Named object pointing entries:
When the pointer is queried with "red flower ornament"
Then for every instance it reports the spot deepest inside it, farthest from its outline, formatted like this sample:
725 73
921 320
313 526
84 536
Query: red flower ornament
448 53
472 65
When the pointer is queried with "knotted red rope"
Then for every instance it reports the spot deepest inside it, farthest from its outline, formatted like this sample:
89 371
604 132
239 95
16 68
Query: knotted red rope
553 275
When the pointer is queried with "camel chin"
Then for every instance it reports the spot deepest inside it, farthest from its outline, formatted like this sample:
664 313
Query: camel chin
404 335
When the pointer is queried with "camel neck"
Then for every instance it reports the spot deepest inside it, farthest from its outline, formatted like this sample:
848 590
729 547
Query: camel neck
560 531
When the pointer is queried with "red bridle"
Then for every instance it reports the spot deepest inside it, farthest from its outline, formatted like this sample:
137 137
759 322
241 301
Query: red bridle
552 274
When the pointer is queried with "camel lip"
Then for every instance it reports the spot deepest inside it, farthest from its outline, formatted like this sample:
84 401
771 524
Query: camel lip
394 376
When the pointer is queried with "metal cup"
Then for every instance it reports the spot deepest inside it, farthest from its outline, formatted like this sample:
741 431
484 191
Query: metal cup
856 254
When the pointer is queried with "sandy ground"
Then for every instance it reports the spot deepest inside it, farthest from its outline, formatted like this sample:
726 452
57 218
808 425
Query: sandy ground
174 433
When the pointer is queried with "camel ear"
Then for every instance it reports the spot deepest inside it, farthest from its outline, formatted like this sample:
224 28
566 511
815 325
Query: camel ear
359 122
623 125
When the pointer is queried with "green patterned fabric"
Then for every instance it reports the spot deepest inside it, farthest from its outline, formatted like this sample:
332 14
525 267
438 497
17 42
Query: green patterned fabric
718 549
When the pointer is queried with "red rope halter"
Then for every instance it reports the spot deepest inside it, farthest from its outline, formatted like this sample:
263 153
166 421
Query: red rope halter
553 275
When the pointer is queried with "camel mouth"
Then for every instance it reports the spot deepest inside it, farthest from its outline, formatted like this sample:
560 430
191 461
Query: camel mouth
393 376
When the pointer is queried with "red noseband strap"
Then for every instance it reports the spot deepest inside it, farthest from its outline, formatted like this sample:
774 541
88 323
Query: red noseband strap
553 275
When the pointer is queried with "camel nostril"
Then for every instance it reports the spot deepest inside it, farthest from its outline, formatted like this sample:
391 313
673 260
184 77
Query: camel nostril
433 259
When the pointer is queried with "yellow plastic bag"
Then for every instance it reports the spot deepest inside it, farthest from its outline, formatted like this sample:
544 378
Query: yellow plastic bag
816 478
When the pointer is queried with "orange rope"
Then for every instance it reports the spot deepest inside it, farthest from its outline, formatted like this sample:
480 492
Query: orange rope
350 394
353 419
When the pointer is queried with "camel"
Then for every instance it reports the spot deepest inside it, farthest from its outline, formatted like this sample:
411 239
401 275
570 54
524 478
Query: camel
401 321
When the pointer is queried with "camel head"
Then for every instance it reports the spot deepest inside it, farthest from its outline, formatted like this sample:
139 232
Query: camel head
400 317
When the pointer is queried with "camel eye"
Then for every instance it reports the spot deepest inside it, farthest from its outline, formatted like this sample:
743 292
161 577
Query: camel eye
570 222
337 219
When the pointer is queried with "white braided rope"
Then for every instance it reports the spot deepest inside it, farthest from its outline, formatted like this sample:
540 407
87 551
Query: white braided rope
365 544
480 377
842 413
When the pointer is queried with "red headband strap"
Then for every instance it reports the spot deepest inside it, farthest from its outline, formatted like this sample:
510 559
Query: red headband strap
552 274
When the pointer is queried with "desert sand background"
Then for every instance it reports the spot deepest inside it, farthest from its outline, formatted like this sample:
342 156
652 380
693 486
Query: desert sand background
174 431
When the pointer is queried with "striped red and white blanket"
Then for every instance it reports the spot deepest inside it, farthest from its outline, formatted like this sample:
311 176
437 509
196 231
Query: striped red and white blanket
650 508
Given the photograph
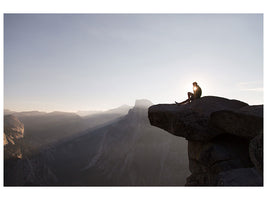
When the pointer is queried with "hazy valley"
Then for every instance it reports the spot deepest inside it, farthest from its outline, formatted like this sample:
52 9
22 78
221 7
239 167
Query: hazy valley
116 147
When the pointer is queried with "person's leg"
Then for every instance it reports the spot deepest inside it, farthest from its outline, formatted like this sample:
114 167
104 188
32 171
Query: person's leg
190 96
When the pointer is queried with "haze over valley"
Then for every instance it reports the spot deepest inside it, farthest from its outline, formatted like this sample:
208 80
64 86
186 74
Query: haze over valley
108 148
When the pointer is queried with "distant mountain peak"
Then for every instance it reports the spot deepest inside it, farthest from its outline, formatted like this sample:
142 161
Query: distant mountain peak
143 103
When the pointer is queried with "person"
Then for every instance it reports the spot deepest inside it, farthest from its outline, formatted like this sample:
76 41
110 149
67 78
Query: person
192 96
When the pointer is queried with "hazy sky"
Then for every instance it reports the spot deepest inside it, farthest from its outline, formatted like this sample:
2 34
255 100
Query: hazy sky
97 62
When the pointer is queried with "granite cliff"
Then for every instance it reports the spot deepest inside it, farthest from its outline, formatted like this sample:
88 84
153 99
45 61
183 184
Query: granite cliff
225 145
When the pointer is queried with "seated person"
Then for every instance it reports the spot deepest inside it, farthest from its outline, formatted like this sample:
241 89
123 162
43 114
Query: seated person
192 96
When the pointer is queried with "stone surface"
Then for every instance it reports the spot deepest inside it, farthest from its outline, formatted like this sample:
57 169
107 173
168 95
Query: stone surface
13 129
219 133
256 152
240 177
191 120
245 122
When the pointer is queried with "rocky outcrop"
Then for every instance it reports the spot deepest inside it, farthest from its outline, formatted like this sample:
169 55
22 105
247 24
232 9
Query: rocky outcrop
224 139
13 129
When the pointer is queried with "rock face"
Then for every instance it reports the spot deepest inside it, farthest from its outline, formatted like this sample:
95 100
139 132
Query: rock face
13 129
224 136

==

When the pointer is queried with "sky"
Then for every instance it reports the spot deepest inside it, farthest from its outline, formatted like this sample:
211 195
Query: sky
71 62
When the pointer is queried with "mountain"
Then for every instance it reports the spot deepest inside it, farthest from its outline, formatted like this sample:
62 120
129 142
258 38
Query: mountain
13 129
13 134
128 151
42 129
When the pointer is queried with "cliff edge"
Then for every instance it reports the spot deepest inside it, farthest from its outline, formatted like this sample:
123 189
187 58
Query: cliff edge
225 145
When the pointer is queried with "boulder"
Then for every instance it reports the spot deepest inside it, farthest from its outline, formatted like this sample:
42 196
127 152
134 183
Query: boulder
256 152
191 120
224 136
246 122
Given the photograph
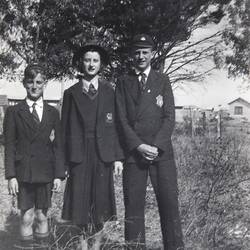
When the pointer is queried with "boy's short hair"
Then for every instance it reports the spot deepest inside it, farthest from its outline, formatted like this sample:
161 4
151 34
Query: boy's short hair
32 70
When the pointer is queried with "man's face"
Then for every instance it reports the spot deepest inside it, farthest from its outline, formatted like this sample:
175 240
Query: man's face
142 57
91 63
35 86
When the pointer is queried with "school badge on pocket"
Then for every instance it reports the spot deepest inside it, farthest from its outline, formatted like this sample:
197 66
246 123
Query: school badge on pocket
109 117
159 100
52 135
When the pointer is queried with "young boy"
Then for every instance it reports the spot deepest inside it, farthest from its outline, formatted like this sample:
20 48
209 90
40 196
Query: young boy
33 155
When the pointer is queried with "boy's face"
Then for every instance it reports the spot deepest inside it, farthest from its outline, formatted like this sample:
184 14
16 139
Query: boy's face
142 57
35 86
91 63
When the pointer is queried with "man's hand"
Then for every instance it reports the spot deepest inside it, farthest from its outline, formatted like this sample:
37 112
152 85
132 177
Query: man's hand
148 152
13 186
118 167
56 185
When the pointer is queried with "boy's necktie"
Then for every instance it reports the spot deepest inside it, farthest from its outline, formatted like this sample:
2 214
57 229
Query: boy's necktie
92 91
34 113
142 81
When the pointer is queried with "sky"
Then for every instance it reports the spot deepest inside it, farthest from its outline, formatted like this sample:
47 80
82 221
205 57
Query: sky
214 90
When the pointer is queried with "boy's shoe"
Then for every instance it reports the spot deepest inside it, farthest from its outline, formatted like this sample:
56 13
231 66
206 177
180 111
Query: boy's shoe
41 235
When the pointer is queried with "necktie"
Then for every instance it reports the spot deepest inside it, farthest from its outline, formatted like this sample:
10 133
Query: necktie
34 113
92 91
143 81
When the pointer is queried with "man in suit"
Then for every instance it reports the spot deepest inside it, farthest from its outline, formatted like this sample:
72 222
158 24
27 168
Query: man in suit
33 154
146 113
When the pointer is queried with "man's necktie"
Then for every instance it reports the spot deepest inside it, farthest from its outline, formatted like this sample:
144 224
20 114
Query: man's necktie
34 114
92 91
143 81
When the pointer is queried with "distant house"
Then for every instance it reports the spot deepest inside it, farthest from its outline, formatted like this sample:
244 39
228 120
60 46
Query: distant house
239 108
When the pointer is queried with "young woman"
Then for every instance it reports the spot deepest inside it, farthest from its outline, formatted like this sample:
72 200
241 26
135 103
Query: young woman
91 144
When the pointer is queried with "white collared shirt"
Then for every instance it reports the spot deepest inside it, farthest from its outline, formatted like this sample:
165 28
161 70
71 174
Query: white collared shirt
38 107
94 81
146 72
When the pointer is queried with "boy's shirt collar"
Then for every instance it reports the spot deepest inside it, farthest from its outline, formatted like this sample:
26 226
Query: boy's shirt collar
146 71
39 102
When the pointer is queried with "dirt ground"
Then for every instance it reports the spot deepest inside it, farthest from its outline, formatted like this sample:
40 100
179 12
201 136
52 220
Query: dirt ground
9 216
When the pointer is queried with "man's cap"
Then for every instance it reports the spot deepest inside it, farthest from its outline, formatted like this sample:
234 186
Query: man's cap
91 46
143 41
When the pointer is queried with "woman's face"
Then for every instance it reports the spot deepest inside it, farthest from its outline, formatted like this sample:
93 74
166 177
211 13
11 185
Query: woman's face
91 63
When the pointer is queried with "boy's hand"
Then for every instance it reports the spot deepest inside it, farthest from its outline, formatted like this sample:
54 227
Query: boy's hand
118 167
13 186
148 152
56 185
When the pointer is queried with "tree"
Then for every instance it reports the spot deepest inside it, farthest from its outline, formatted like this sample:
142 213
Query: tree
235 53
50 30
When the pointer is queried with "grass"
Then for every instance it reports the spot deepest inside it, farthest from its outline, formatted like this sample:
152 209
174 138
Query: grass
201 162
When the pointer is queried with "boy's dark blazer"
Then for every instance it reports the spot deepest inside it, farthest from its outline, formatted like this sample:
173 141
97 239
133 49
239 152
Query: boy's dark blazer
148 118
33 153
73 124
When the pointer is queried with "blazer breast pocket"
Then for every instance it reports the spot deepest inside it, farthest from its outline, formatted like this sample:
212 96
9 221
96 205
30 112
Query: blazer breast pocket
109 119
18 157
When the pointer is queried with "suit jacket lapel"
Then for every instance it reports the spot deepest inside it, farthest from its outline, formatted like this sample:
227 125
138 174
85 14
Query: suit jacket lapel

◆ **DIRECTIVE**:
Please locate every line in the items that holds the word "cliff" and copy each one out. Case counts.

◆ **EXERCISE SOLUTION**:
When the pointer is queried with "granite cliff"
Query: granite cliff
When the pointer is queried with "cliff edge"
Query: cliff edge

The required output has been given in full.